++++ SELECTED EXTRACT

EVIDENCE_ALIGNMENT_RESULTS_FILE = os.path.join( os.path.join(TOP_LEVEL_LOG_DIR, "eval_evidence_alignment"), "eval_results.json")

alignment_df = pd.read_json(EVIDENCE_ALIGNMENT_RESULTS_FILE)

# unpack the experiment_config column into separate columns

alignment_df = pd.concat([alignment_df.drop('experiment_config', axis=1), alignment_df['experiment_config'].apply(pd.Series)], axis=1)

alignment_df['agent_summary'] = alignment_df.apply(get_agent_type, axis=1)
# display(df['agent_summary'].value_counts())

### Compute Summarized Alignment Results

In [None]:
# create a summary of the alignment results
def summarize_alignment_results(row: Dict) -> str:
    """
    Summarize the alignment results for a given row.
    """
    ground_truth_evidence = row['ground_truth_evidence']
    generated_evidence = row['generated_evidence']
    alignment_results = row['eval_evidence_alignment']
    
    if not len(ground_truth_evidence) == len(alignment_results):
        print(f"WARNING: Length mismatch between ground_truth_evidence and alignment_results for row {row}")
        # print("ground_truth_evidence: ", ground_truth_evidence)
        # print("alignment_results: ", alignment_results)
        # print("generated_evidence: ", generated_evidence)
        # raise ValueError("Length mismatch between ground_truth_evidence and alignment_results")
    
    values = {
        "supported": 0,
        "contradicted": 0,
        "missed": 0
    }
    for i in range(len(ground_truth_evidence)):
        res = alignment_results[i]['alignment']
        res = res.strip().lower()
        
        if res not in ['supported', 'contradicted', 'missed']:
            raise ValueError(f"Invalid alignment result: {res}")
        
        values[res] += 1
        
    for key, value in values.items():
        row[f"alignment_eval_{key}"] = value
        
    return row

alignment_df = alignment_df.apply(summarize_alignment_results, axis=1)
alignment_df

## Non-verifiable Hypothesis Analysis

In [None]:
nv_logs_directory_path = os.path.join(TOP_LEVEL_LOG_DIR, 'experiment_logs_non-verifiable')

++++++++
++++ DATA EXTRACTS

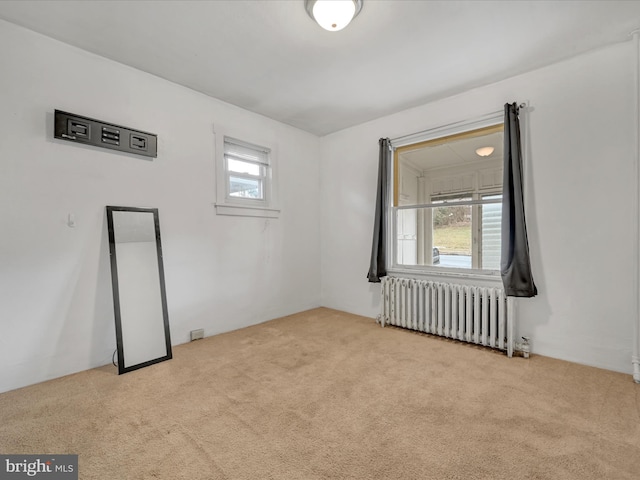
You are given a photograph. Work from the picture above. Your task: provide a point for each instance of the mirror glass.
(142, 324)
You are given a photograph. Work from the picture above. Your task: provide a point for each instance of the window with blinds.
(246, 171)
(447, 203)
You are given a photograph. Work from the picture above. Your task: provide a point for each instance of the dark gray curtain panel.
(515, 265)
(378, 265)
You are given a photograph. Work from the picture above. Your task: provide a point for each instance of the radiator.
(478, 315)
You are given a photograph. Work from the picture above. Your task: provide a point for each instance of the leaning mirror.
(139, 297)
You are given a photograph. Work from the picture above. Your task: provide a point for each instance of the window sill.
(246, 211)
(488, 276)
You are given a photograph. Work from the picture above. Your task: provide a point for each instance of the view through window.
(448, 201)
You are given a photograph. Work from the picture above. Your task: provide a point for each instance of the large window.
(447, 202)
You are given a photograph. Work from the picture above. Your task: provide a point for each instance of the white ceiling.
(269, 57)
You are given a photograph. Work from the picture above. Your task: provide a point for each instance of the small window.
(447, 204)
(246, 170)
(245, 186)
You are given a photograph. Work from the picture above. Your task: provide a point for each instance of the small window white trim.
(251, 152)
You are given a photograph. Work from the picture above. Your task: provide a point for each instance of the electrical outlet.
(197, 334)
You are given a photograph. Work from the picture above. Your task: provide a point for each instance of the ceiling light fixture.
(333, 15)
(484, 151)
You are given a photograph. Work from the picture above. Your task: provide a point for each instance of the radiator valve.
(524, 347)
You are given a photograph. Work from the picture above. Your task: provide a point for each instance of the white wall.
(580, 202)
(222, 273)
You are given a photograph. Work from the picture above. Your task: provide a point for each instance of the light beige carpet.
(324, 394)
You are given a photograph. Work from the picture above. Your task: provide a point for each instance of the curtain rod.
(453, 124)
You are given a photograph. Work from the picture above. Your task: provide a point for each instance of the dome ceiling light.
(333, 15)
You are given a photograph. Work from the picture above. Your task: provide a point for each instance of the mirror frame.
(116, 293)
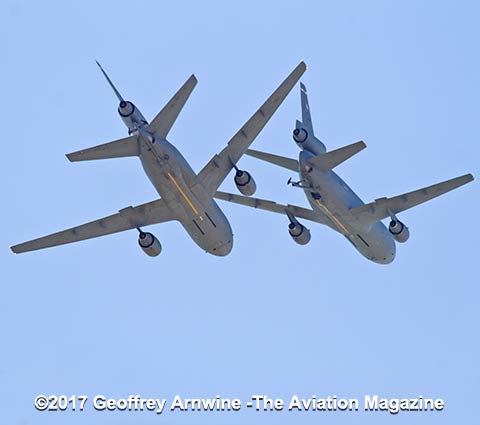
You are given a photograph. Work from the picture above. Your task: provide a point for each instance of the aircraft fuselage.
(329, 195)
(180, 188)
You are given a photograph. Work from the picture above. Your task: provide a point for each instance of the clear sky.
(274, 318)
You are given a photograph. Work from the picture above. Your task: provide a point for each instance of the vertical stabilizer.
(306, 117)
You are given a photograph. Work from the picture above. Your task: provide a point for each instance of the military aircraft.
(334, 203)
(184, 195)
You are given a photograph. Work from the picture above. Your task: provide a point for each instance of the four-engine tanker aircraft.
(184, 195)
(334, 203)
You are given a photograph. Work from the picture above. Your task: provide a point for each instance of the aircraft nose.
(224, 249)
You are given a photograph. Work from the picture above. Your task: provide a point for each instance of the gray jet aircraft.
(334, 203)
(184, 195)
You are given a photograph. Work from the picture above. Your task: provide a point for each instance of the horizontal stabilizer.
(281, 161)
(381, 208)
(127, 146)
(214, 173)
(329, 160)
(163, 122)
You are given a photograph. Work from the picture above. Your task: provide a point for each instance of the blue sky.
(100, 317)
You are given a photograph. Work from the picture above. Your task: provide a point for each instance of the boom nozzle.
(120, 98)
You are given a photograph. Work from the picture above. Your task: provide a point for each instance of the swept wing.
(128, 218)
(381, 208)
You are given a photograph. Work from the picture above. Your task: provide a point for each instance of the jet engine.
(245, 183)
(131, 116)
(399, 231)
(299, 233)
(300, 135)
(305, 140)
(149, 244)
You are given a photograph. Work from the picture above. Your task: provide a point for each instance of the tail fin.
(163, 122)
(127, 146)
(306, 117)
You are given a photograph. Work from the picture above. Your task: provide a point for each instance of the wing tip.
(15, 249)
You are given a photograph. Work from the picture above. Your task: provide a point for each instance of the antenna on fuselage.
(120, 98)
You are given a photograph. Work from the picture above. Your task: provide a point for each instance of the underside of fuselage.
(180, 188)
(331, 197)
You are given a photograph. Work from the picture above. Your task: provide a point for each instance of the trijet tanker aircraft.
(334, 203)
(184, 195)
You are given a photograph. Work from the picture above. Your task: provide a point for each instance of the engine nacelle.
(299, 233)
(245, 183)
(149, 244)
(399, 231)
(305, 140)
(131, 116)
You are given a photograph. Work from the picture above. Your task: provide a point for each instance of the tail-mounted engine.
(299, 233)
(131, 116)
(149, 244)
(305, 140)
(399, 231)
(244, 182)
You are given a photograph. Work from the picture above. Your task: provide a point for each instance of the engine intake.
(300, 135)
(299, 233)
(399, 231)
(305, 140)
(245, 183)
(126, 108)
(149, 244)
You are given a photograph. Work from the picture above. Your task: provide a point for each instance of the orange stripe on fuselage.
(189, 202)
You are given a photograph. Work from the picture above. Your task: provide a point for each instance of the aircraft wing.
(272, 206)
(379, 209)
(128, 218)
(214, 173)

++++++++

REQUIRED WORK -
1: Translate the sentence "Summarize the alignment results for a given row." from the code excerpt into Spanish.
2: Answer these questions on the code excerpt, one per line:
(a) What file name is joined to the "eval_evidence_alignment" directory to form the results file path?
(b) What three alignment values does the summary function count?
(c) What heading comes after the line "alignment_df = alignment_df.apply(summarize_alignment_results, axis=1)"?
3: Write out the code excerpt from "### Compute Summarized" to "a given row.", swapping "Compute" for "Calculate".

RESULTS OF THE EXERCISE -
1: Resume los resultados de alineación para una fila dada.

2:
(a) eval_results.json
(b) supported, contradicted, and missed
(c) Non-verifiable Hypothesis Analysis

3:
### Calculate Summarized Alignment Results

In [None]:
# create a summary of the alignment results
def summarize_alignment_results(row: Dict) -> str:
    """
    Summarize the alignment results for a given row.